Extrait à lire:
L’hommage de Philippe Bouvard
Notre chroniqueur l’avait souvent reçu dans ses émissions, à la radio comme à la télévision, mais il partageait aussi avec lui des moments d’intimité et de confidences. Il se souvient…
Pendant plusieurs décennies, il m’a fait l’honneur de son amitié et le cadeau de sa culture. Depuis qu’il siégeait sous la Coupole et qu’il avait réchappé d’une grave maladie, je le croyais doublement immortel. Je lui dois beaucoup sans avoir eu la possibilité de le rembourser autrement qu’en ajoutant à ses obligations médiatiques. Publiais-je un bouquin ? Je quêtais un avis qu’il ne manquait jamais de me calligraphier. Avais-je un doute sur un mot ou à propos d’une citation ? C’est vers lui que je me tournais depuis la disparition de mon cher Jean Dutourd. Je n’admirais pas seulement qu’il sût tout sur tout et dans l’ordre mais aussi qu’il fût le plus modeste des contemporains les plus encensés. Rarement quelqu’un aura eu autant d’atouts : la naissance, la fortune, l’éducation, l’intelligence, les diplômes, le charme, le talent, le génie qui lui permettaient de transcender les menus épisodes d’une vie qui fut belle et qu’il préférait à la belle vie. Il possédait tout ce qu’on peut avoir ici-bas sauf la taille. Mais de n’avoir pas atteint un mètre soixante-dix sous la toise ne l’empêcha pas de dominer son époque.

(Enregistrements sources)
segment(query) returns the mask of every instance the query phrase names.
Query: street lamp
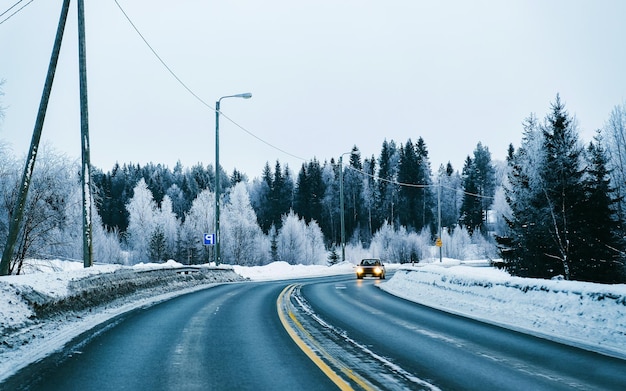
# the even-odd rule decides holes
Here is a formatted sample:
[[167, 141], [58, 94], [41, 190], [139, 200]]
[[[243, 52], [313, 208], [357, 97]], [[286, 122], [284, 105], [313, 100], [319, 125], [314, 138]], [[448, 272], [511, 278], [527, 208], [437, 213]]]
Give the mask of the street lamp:
[[339, 209], [341, 209], [341, 262], [346, 261], [346, 222], [344, 217], [343, 205], [343, 155], [349, 155], [352, 152], [342, 153], [339, 156]]
[[227, 95], [215, 102], [215, 265], [220, 264], [220, 103], [226, 98], [250, 99], [249, 92]]

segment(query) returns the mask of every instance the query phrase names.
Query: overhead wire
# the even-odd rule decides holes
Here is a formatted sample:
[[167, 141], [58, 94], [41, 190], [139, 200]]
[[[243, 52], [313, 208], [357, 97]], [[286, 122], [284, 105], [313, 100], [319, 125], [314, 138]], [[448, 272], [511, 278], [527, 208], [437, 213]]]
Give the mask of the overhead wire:
[[[22, 1], [22, 0], [20, 0]], [[32, 2], [33, 0], [31, 0]], [[150, 49], [150, 51], [152, 52], [152, 54], [159, 60], [159, 62], [161, 63], [161, 65], [163, 65], [163, 67], [165, 67], [165, 69], [170, 73], [170, 75], [172, 77], [174, 77], [174, 79], [185, 89], [187, 90], [187, 92], [189, 92], [198, 102], [200, 102], [202, 105], [204, 105], [205, 107], [209, 108], [211, 111], [216, 111], [216, 108], [211, 106], [210, 104], [208, 104], [204, 99], [202, 99], [198, 94], [196, 94], [185, 82], [182, 81], [182, 79], [180, 77], [178, 77], [178, 75], [172, 70], [172, 68], [169, 67], [169, 65], [167, 65], [167, 63], [165, 62], [165, 60], [163, 60], [163, 58], [157, 53], [157, 51], [152, 47], [152, 45], [150, 45], [150, 43], [148, 42], [148, 40], [145, 38], [145, 36], [141, 33], [141, 31], [139, 31], [139, 28], [137, 28], [137, 26], [135, 25], [135, 23], [131, 20], [130, 16], [128, 16], [128, 14], [126, 13], [126, 11], [124, 11], [124, 8], [121, 6], [121, 4], [118, 2], [118, 0], [114, 0], [115, 4], [117, 5], [117, 7], [119, 8], [119, 10], [122, 12], [122, 14], [124, 15], [124, 18], [126, 18], [126, 20], [128, 21], [128, 23], [132, 26], [132, 28], [135, 30], [135, 32], [137, 33], [137, 35], [139, 35], [139, 37], [141, 38], [141, 40], [144, 42], [144, 44], [148, 47], [148, 49]], [[19, 3], [19, 2], [18, 2]], [[240, 125], [239, 123], [237, 123], [235, 120], [233, 120], [232, 118], [230, 118], [228, 115], [224, 114], [221, 110], [220, 110], [220, 115], [222, 115], [225, 119], [227, 119], [228, 121], [230, 121], [233, 125], [237, 126], [239, 129], [241, 129], [242, 131], [246, 132], [248, 135], [254, 137], [255, 139], [257, 139], [258, 141], [264, 143], [265, 145], [284, 153], [285, 155], [291, 156], [293, 158], [302, 160], [302, 161], [306, 161], [307, 159], [294, 155], [282, 148], [277, 147], [276, 145], [273, 145], [267, 141], [265, 141], [264, 139], [262, 139], [261, 137], [257, 136], [256, 134], [254, 134], [253, 132], [249, 131], [248, 129], [246, 129], [244, 126]], [[394, 180], [389, 180], [389, 179], [385, 179], [385, 178], [381, 178], [379, 176], [375, 176], [369, 173], [366, 173], [364, 171], [358, 170], [355, 167], [352, 167], [350, 165], [347, 166], [349, 169], [356, 171], [362, 175], [366, 175], [369, 177], [372, 177], [375, 180], [378, 181], [383, 181], [383, 182], [388, 182], [394, 185], [398, 185], [398, 186], [403, 186], [403, 187], [414, 187], [414, 188], [426, 188], [426, 187], [436, 187], [436, 186], [440, 186], [440, 185], [420, 185], [420, 184], [413, 184], [413, 183], [403, 183], [403, 182], [398, 182], [398, 181], [394, 181]], [[443, 188], [446, 188], [445, 186], [443, 186]], [[452, 189], [451, 190], [457, 190], [457, 189]], [[480, 194], [474, 194], [474, 193], [469, 193], [466, 191], [462, 191], [463, 194], [467, 194], [470, 196], [475, 196], [475, 197], [479, 197], [479, 198], [493, 198], [493, 197], [489, 197], [489, 196], [484, 196], [484, 195], [480, 195]]]
[[[13, 4], [12, 6], [10, 6], [6, 11], [4, 11], [3, 13], [0, 14], [0, 18], [2, 18], [7, 13], [9, 13], [13, 8], [17, 7], [22, 1], [24, 1], [24, 0], [19, 0], [17, 3]], [[0, 20], [0, 24], [2, 24], [4, 22], [6, 22], [7, 20], [11, 19], [13, 16], [15, 16], [18, 12], [20, 12], [21, 10], [26, 8], [26, 6], [29, 5], [30, 3], [32, 3], [33, 1], [35, 1], [35, 0], [30, 0], [28, 3], [26, 3], [23, 6], [21, 6], [20, 8], [18, 8], [11, 15], [7, 16], [5, 19]]]
[[[31, 0], [33, 1], [33, 0]], [[163, 65], [163, 67], [165, 67], [165, 69], [169, 72], [170, 75], [172, 75], [172, 77], [174, 77], [174, 79], [176, 79], [176, 81], [185, 89], [187, 90], [187, 92], [189, 92], [198, 102], [200, 102], [202, 105], [204, 105], [205, 107], [207, 107], [208, 109], [210, 109], [211, 111], [215, 112], [216, 109], [215, 107], [211, 106], [210, 104], [208, 104], [204, 99], [202, 99], [198, 94], [196, 94], [187, 84], [185, 84], [185, 82], [182, 81], [182, 79], [180, 77], [178, 77], [178, 75], [172, 70], [172, 68], [170, 68], [167, 63], [165, 62], [165, 60], [163, 60], [163, 58], [157, 53], [157, 51], [152, 47], [152, 45], [150, 45], [150, 43], [148, 42], [148, 40], [144, 37], [144, 35], [141, 33], [141, 31], [139, 31], [139, 29], [137, 28], [137, 26], [135, 25], [135, 23], [133, 23], [133, 21], [130, 19], [130, 16], [128, 16], [128, 14], [126, 13], [126, 11], [124, 11], [124, 8], [122, 8], [122, 6], [120, 5], [120, 3], [117, 0], [114, 0], [115, 4], [117, 5], [117, 7], [120, 9], [120, 11], [122, 12], [122, 14], [124, 15], [124, 17], [126, 18], [126, 20], [128, 21], [128, 23], [130, 23], [130, 25], [132, 26], [132, 28], [135, 30], [135, 32], [139, 35], [139, 37], [141, 38], [141, 40], [146, 44], [146, 46], [148, 47], [148, 49], [150, 49], [150, 51], [152, 52], [152, 54], [159, 60], [159, 62], [161, 63], [161, 65]], [[220, 110], [220, 115], [223, 116], [226, 120], [228, 120], [229, 122], [231, 122], [233, 125], [235, 125], [236, 127], [238, 127], [239, 129], [241, 129], [242, 131], [244, 131], [245, 133], [247, 133], [248, 135], [254, 137], [255, 139], [257, 139], [258, 141], [262, 142], [263, 144], [269, 146], [270, 148], [273, 148], [279, 152], [284, 153], [285, 155], [291, 156], [293, 158], [302, 160], [302, 161], [306, 161], [306, 159], [297, 156], [291, 152], [288, 152], [282, 148], [277, 147], [276, 145], [262, 139], [261, 137], [257, 136], [256, 134], [254, 134], [253, 132], [251, 132], [250, 130], [246, 129], [243, 125], [237, 123], [235, 120], [233, 120], [232, 118], [230, 118], [228, 115], [224, 114], [221, 110]]]
[[493, 199], [493, 198], [494, 198], [494, 197], [491, 197], [491, 196], [486, 196], [486, 195], [482, 195], [482, 194], [470, 193], [470, 192], [467, 192], [467, 191], [465, 191], [465, 190], [459, 190], [459, 189], [455, 189], [455, 188], [453, 188], [453, 187], [449, 187], [449, 186], [442, 186], [442, 185], [420, 185], [420, 184], [417, 184], [417, 183], [405, 183], [405, 182], [398, 182], [398, 181], [396, 181], [396, 180], [392, 180], [392, 179], [381, 178], [381, 177], [379, 177], [378, 175], [373, 175], [373, 174], [370, 174], [370, 173], [368, 173], [368, 172], [365, 172], [365, 171], [363, 171], [363, 170], [359, 170], [358, 168], [353, 167], [353, 166], [350, 166], [350, 165], [346, 165], [346, 167], [347, 167], [349, 170], [352, 170], [352, 171], [355, 171], [355, 172], [357, 172], [357, 173], [359, 173], [359, 174], [361, 174], [361, 175], [364, 175], [364, 176], [370, 177], [370, 178], [372, 178], [372, 179], [374, 179], [374, 180], [376, 180], [376, 181], [386, 182], [386, 183], [389, 183], [389, 184], [392, 184], [392, 185], [401, 186], [401, 187], [413, 187], [413, 188], [418, 188], [418, 189], [423, 189], [423, 188], [428, 188], [428, 187], [434, 187], [434, 188], [436, 188], [436, 187], [441, 187], [442, 189], [448, 189], [448, 190], [453, 190], [453, 191], [460, 191], [461, 193], [463, 193], [463, 194], [465, 194], [465, 195], [468, 195], [468, 196], [472, 196], [472, 197], [477, 197], [477, 198], [489, 198], [489, 199]]

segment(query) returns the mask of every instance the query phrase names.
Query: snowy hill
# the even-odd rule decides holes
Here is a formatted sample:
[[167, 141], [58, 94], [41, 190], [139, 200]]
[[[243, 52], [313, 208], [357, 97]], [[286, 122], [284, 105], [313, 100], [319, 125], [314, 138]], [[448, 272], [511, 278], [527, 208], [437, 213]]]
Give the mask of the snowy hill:
[[[626, 285], [511, 277], [485, 262], [388, 265], [381, 289], [418, 303], [626, 358]], [[0, 277], [0, 381], [80, 333], [141, 306], [210, 284], [352, 274], [277, 262], [187, 270], [170, 261], [122, 267], [52, 262], [47, 271]], [[480, 267], [482, 266], [482, 267]]]

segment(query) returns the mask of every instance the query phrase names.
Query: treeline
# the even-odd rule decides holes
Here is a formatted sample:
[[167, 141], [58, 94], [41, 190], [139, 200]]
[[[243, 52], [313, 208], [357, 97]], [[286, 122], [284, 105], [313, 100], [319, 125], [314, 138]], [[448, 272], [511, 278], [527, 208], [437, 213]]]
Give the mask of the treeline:
[[[448, 164], [440, 168], [436, 183], [422, 138], [400, 145], [384, 141], [378, 158], [362, 159], [356, 146], [349, 155], [343, 167], [334, 159], [323, 164], [317, 159], [305, 162], [295, 178], [280, 161], [273, 167], [266, 163], [261, 177], [252, 181], [237, 171], [231, 175], [221, 171], [225, 186], [220, 192], [228, 196], [231, 187], [245, 183], [256, 223], [265, 234], [272, 228], [280, 229], [283, 216], [293, 211], [307, 223], [315, 221], [320, 226], [328, 248], [341, 240], [342, 191], [346, 238], [365, 246], [385, 222], [411, 232], [427, 230], [434, 237], [439, 225], [438, 202], [443, 227], [452, 229], [460, 223], [470, 232], [486, 232], [487, 210], [499, 182], [491, 154], [482, 144], [476, 147], [473, 157], [467, 158], [465, 174]], [[202, 191], [215, 192], [215, 170], [211, 165], [185, 169], [177, 164], [170, 170], [162, 165], [129, 164], [116, 165], [107, 173], [96, 170], [93, 182], [97, 209], [107, 230], [126, 233], [130, 217], [127, 205], [142, 179], [158, 207], [168, 196], [181, 222]]]
[[[614, 112], [615, 114], [615, 112]], [[619, 121], [624, 121], [623, 112]], [[607, 125], [618, 143], [607, 151], [600, 132], [581, 145], [575, 118], [557, 95], [543, 122], [530, 116], [521, 147], [509, 148], [511, 208], [507, 230], [498, 237], [505, 267], [514, 275], [605, 283], [624, 276], [623, 188], [611, 183], [611, 168], [624, 144], [624, 125]], [[616, 132], [621, 133], [621, 137]]]
[[[624, 282], [624, 140], [626, 106], [584, 146], [557, 96], [543, 121], [526, 120], [521, 146], [509, 148], [506, 162], [493, 162], [478, 143], [460, 171], [448, 163], [433, 172], [419, 137], [384, 140], [378, 156], [362, 157], [354, 146], [295, 173], [280, 161], [252, 180], [220, 170], [223, 262], [336, 261], [343, 199], [352, 260], [417, 262], [432, 256], [441, 237], [444, 256], [502, 257], [513, 275]], [[23, 162], [2, 145], [0, 152], [2, 246]], [[27, 257], [81, 256], [79, 165], [53, 152], [40, 156], [14, 273]], [[213, 166], [116, 164], [92, 172], [97, 261], [213, 259], [202, 244], [215, 228]]]

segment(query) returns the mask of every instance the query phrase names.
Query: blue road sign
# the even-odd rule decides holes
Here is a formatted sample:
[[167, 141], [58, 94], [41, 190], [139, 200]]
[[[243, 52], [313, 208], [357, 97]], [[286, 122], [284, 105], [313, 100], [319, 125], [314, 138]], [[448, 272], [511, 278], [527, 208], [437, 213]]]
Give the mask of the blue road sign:
[[202, 237], [205, 245], [212, 246], [215, 244], [215, 234], [204, 234]]

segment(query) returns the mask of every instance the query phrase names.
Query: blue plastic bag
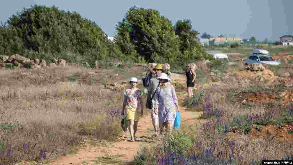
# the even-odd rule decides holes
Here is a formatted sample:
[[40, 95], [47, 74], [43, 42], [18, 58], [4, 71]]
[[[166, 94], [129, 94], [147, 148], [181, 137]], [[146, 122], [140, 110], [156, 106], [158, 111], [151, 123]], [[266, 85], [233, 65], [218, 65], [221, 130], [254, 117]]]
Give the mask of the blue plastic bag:
[[181, 123], [181, 113], [179, 112], [176, 112], [176, 117], [174, 121], [174, 129], [177, 130], [179, 129]]

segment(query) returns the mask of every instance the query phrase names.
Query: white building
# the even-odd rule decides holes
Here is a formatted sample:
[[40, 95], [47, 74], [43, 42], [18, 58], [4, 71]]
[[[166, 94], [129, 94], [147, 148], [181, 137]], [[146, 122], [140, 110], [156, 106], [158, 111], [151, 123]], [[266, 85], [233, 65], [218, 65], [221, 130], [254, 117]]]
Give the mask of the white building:
[[114, 37], [109, 37], [108, 36], [108, 39], [110, 40], [111, 41], [114, 42]]
[[283, 46], [293, 46], [293, 41], [282, 42]]

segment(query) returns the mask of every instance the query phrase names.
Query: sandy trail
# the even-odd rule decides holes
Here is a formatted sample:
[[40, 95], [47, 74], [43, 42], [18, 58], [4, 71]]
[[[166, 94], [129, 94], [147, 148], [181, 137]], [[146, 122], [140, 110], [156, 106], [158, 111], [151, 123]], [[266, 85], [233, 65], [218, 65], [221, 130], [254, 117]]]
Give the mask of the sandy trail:
[[[177, 79], [176, 81], [180, 83], [185, 83], [184, 75], [173, 74], [172, 78], [174, 80]], [[178, 92], [177, 94], [181, 113], [181, 124], [199, 123], [196, 118], [201, 113], [188, 111], [187, 107], [182, 105], [184, 98], [187, 97], [186, 92]], [[139, 122], [137, 141], [130, 142], [128, 132], [120, 137], [119, 142], [104, 145], [97, 140], [86, 139], [86, 146], [79, 147], [76, 154], [63, 156], [49, 164], [129, 164], [133, 161], [138, 151], [154, 142], [151, 138], [153, 131], [150, 115], [145, 115]]]

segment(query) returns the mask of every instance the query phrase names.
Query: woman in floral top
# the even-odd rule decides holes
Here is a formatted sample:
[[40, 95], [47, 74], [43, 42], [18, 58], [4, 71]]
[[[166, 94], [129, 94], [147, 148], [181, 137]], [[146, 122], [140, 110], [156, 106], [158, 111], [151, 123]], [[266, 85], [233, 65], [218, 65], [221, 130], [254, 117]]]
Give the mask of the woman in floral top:
[[137, 79], [136, 78], [131, 78], [129, 83], [130, 87], [127, 89], [124, 93], [124, 99], [121, 114], [124, 115], [125, 111], [125, 119], [128, 121], [131, 141], [133, 142], [135, 140], [135, 133], [137, 130], [137, 123], [139, 117], [143, 115], [142, 97], [143, 93], [141, 90], [136, 87]]
[[165, 127], [170, 132], [173, 129], [176, 117], [176, 108], [179, 111], [177, 96], [174, 86], [168, 83], [170, 79], [164, 73], [157, 78], [161, 85], [156, 94], [155, 111], [159, 112], [160, 133], [164, 132]]

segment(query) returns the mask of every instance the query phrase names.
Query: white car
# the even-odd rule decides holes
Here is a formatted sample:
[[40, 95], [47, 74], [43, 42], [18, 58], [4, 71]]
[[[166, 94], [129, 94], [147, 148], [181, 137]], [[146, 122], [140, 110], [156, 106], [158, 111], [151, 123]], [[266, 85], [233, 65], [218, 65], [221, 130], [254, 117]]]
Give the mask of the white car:
[[278, 65], [280, 64], [280, 63], [273, 59], [267, 50], [256, 49], [252, 51], [252, 55], [248, 56], [247, 60], [244, 62], [245, 65], [253, 64]]
[[229, 61], [229, 57], [225, 54], [222, 53], [217, 53], [214, 54], [214, 59], [218, 59]]

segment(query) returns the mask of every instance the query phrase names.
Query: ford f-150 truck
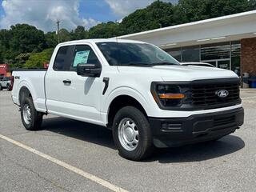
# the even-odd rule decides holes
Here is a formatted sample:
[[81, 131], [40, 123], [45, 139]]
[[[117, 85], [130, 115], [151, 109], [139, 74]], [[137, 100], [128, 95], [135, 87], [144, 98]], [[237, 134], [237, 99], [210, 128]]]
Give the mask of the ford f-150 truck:
[[7, 90], [11, 90], [11, 78], [4, 77], [2, 79], [0, 79], [0, 90], [2, 89], [7, 89]]
[[58, 44], [47, 70], [14, 71], [13, 102], [26, 130], [45, 114], [106, 126], [121, 156], [218, 139], [243, 124], [239, 78], [231, 70], [182, 66], [142, 42]]

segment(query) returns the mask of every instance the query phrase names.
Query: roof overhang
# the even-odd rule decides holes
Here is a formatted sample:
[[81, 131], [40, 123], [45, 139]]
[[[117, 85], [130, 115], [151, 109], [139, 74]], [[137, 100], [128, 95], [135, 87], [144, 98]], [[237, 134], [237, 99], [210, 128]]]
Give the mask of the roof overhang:
[[119, 36], [162, 48], [235, 41], [256, 37], [256, 10]]

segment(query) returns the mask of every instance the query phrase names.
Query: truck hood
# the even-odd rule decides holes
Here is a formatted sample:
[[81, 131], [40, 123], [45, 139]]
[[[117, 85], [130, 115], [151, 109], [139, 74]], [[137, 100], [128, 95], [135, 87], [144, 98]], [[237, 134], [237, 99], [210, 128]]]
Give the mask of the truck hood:
[[168, 81], [194, 81], [199, 79], [238, 78], [231, 70], [206, 66], [118, 66], [121, 73], [132, 73], [141, 75], [141, 78]]

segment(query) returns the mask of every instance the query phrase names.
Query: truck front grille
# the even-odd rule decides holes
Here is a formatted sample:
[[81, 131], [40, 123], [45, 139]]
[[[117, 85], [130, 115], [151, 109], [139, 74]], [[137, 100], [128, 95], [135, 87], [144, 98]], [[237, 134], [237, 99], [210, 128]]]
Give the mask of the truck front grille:
[[[226, 98], [219, 98], [217, 95], [217, 92], [221, 90], [226, 90], [229, 92]], [[192, 87], [193, 106], [211, 106], [232, 102], [238, 99], [239, 99], [239, 86], [238, 83], [202, 85]]]
[[[190, 87], [183, 88], [186, 95], [185, 104], [202, 109], [229, 106], [241, 102], [239, 97], [239, 82], [216, 82], [208, 83], [191, 84]], [[225, 98], [218, 96], [219, 90], [227, 90], [228, 95]]]

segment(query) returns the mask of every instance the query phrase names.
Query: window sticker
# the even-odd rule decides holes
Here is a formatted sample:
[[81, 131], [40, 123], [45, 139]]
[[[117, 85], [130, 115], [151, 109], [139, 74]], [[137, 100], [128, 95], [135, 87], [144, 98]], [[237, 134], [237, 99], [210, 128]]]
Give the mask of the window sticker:
[[78, 51], [75, 54], [73, 66], [76, 67], [78, 64], [87, 63], [90, 50]]

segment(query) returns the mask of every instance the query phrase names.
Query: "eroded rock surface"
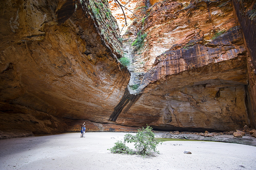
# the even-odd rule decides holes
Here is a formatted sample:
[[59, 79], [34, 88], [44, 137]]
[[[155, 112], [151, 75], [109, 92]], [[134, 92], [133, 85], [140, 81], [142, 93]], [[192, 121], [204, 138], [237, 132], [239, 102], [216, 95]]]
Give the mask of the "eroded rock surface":
[[13, 125], [25, 130], [10, 136], [74, 132], [84, 120], [92, 131], [254, 126], [254, 61], [230, 1], [138, 1], [123, 51], [105, 1], [2, 3], [2, 136]]

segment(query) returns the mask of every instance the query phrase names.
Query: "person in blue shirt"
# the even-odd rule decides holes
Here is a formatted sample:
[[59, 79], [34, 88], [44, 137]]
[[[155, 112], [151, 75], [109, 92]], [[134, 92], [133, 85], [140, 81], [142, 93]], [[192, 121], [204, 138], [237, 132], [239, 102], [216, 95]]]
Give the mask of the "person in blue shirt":
[[[83, 125], [84, 124], [84, 123], [85, 123], [85, 122], [84, 122], [83, 124], [83, 125], [81, 126], [81, 134], [80, 135], [80, 138], [81, 138], [82, 137], [82, 135], [83, 133]], [[85, 125], [84, 126], [85, 126]]]
[[82, 135], [82, 137], [84, 137], [84, 134], [86, 132], [85, 131], [85, 129], [86, 129], [86, 128], [85, 127], [85, 125], [84, 125], [83, 126], [83, 134]]

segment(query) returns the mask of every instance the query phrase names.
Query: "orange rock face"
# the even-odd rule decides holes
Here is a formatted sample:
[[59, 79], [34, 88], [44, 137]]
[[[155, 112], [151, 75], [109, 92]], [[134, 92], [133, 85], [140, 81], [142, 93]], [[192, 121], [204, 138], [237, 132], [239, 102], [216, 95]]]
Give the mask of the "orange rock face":
[[[230, 1], [138, 1], [123, 50], [105, 1], [6, 1], [1, 136], [74, 132], [84, 121], [92, 131], [253, 125], [253, 66]], [[117, 59], [123, 52], [127, 69]], [[24, 132], [11, 134], [13, 125]]]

Consignes:
**1.** Quels sont tous les atouts que l’hommage énumère après les mots « Rarement quelqu’un aura eu autant d’atouts » ?
**2.** Ces affirmations concordent-elles avec l’hommage ? Répondez par oui ou par non, en citant chaque fois les mots décisifs du texte.
(a) Après la disparition de Jean Dutourd, l’auteur se tournait vers lui en cas de doute sur un mot ou une citation.
(b) Il mesurait plus d’un mètre soixante-dix.
(c) Il préférait la belle vie à une vie qui fut belle.

Réponses par consigne:
**1.** La naissance, la fortune, l’éducation, l’intelligence, les diplômes, le charme, le talent, le génie.

**2.**
(a) Oui : « C’est vers lui que je me tournais depuis la disparition de mon cher Jean Dutourd. »
(b) Non : « de n’avoir pas atteint un mètre soixante-dix sous la toise ».
(c) Non : « d’une vie qui fut belle et qu’il préférait à la belle vie ».